_Extrait du document_
____________________

Vous êtes infirmière en pédiatrie et en néonatologie. En quoi la pandémie a-t-elle perturbé votre exercice ?
Avec le covid, nous avons été amenés à aider un peu partout au sein de l’hôpital. Pour ma part, j’ai déjà eu des patients adultes car j’ai travaillé en neurologie pour adultes mais pour d’autres collègues, infirmières puéricultrices depuis 20 ou 30 ans, la prise en charge était déstabilisante. Dans les services adultes, les constations de décès par la famille se faisaient à travers une photo au début. Puis des médecins ont commencé à craquer par rapport au protocole. C’était atroce de voir des gens partir seuls. Les médecins ont donc accordé un droit de visite de cinq minutes aux familles. Pour revenir à mon service, tout était différent. On a eu des parents qui ne pouvaient pas venir rendre visite à leur enfant car ils étaient contaminés. On a dû s’adapter en envoyant des photos régulièrement, en tenant un journal pour raconter la journée de l’enfant. Nous avons aussi aidé les secrétaires médicales dans les déprogrammations des opérations ou rendez-vous non-urgents. Passer la journée dans un bureau au téléphone ou à envoyer des mails, ce n’est pas ma conception du soin mais nous devions le faire. Le plus dur, ça a été le décès de Martin (le prénom a été modifié). C’était un enfant suivi dans notre service depuis longtemps. Il avait une pathologie chronique et avait été opéré plus petit. Il effectuait régulièrement des examens et devait subir une nouvelle intervention. A la vue de ses derniers résultats, il a été convenu de reporter l’intervention de quelques semaines à cause du covid. Entre temps, il est décédé. Cet événement a été tragique pour toute l’équipe et nous avons ressenti beaucoup de culpabilité. Sans le covid, il ne serait probablement pas décédé.

____________________

(Entrées de données enregistrées)
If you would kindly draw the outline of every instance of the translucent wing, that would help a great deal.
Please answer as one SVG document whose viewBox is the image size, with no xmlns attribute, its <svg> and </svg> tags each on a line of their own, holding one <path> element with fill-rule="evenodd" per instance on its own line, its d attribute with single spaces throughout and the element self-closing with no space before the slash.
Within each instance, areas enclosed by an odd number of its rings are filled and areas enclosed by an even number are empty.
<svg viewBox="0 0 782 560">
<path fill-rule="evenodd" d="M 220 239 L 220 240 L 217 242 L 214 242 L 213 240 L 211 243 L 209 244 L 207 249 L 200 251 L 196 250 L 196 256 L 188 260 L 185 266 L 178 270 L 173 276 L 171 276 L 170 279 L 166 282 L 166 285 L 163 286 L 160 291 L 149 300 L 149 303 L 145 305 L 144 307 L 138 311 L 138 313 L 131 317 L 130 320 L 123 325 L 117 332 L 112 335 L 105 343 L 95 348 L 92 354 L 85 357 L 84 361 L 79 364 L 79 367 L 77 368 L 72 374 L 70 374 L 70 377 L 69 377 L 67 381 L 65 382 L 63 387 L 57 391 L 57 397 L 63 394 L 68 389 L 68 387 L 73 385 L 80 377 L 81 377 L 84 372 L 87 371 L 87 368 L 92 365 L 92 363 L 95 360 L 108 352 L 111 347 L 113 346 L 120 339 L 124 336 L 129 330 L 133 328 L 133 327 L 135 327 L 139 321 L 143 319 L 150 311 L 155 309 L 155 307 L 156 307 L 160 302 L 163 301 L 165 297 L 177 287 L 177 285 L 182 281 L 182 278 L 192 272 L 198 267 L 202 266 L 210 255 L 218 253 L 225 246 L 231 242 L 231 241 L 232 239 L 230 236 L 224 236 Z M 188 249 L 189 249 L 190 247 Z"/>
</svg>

____________________

_Exercice 1_
Reformulez sous forme de liste le paragraphe du témoignage sur la pandémie qui commence par « Avec le covid, nous avons été amenés », en conservant ses faits principaux.
_Exercice 2_
Écrivez la suite du témoignage sur la pandémie, à partir de sa dernière phrase.

_Réponse attendue 1_
- Avec le covid, le personnel a dû prêter main-forte un peu partout dans l'hôpital. Pour des infirmières puéricultrices en poste depuis 20 ou 30 ans, la prise en charge de patients adultes était déstabilisante.
- Dans les services adultes, les familles ont d'abord constaté les décès à travers une photo. Des médecins ont ensuite craqué face au protocole et ont accordé aux familles un droit de visite de cinq minutes.
- En pédiatrie, des parents contaminés ne pouvaient pas rendre visite à leur enfant. L'équipe envoyait régulièrement des photos et tenait un journal de la journée de l'enfant.
- L'équipe a aussi aidé les secrétaires médicales à déprogrammer les opérations et les rendez-vous non urgents, un travail de bureau éloigné de la conception du soin.
- Le plus dur a été le décès de Martin (prénom modifié), un enfant suivi depuis longtemps pour une pathologie chronique. Son intervention avait été reportée de quelques semaines à cause du covid, et il est décédé entre-temps. L'équipe a ressenti beaucoup de culpabilité.

_Réponse attendue 2_
Cette BD est aussi empreinte d’humour. Parlez-nous de la tenue baptisée comme j’aime
, celle qui fait perdre du poids…
Nous sommes habitués à mettre des surblouses, des gants, à nous protéger lorsqu’on a des cas de tuberculose ou de galle. Mais la tenue comme j’aime
spéciale covid tient tellement chaud qu’on perd des calories, rapidement repris grâce aux pâtisseries que les restaurateurs nous offraient. La tenue « comme j’aime » c’est une charlotte sur la tête, des lunettes de protection, un masque FFP2, une surblouse, des chaussons en plus de notre tenue d’infirmière. Retourner des personnes, c’est assez physique avec ce type de tenue. On avait de la buée sur les lunettes, il fallait se mettre en apnée pour ne pas avoir de la buée le temps d’une prise de sang par exemple.
Avec la crise sanitaire, les burn-out des infirmiers ont augmenté. Nombreux sont ceux qui expriment le souhait de changer de profession. Est-ce votre cas ?
Je comprends totalement l’épuisement professionnel qu’il y a dans la profession. Les conditions sont très difficiles et je comprends que certains collègues envisagent de changer de métier. J’ai des exemples dans mon entourage. En ce qui me concerne, je ne me vois pas faire autre chose. Je ne changerais de métier pour rien au monde. Ma spécialisation d’infirmière puéricultrice me plaît énormément. J’adore travailler avec les enfants et les tout-petits et ce malgré les horaires compliquées et la charge de travail qui augmente.
Le Journal de Célia, infirmière au temps du COVID, et autres récits. Illustré par Mademoiselle Caroline, Célia, mai 2021, Editions Vuibert., 14, 90 euros. En librairie le 25 mai 2021.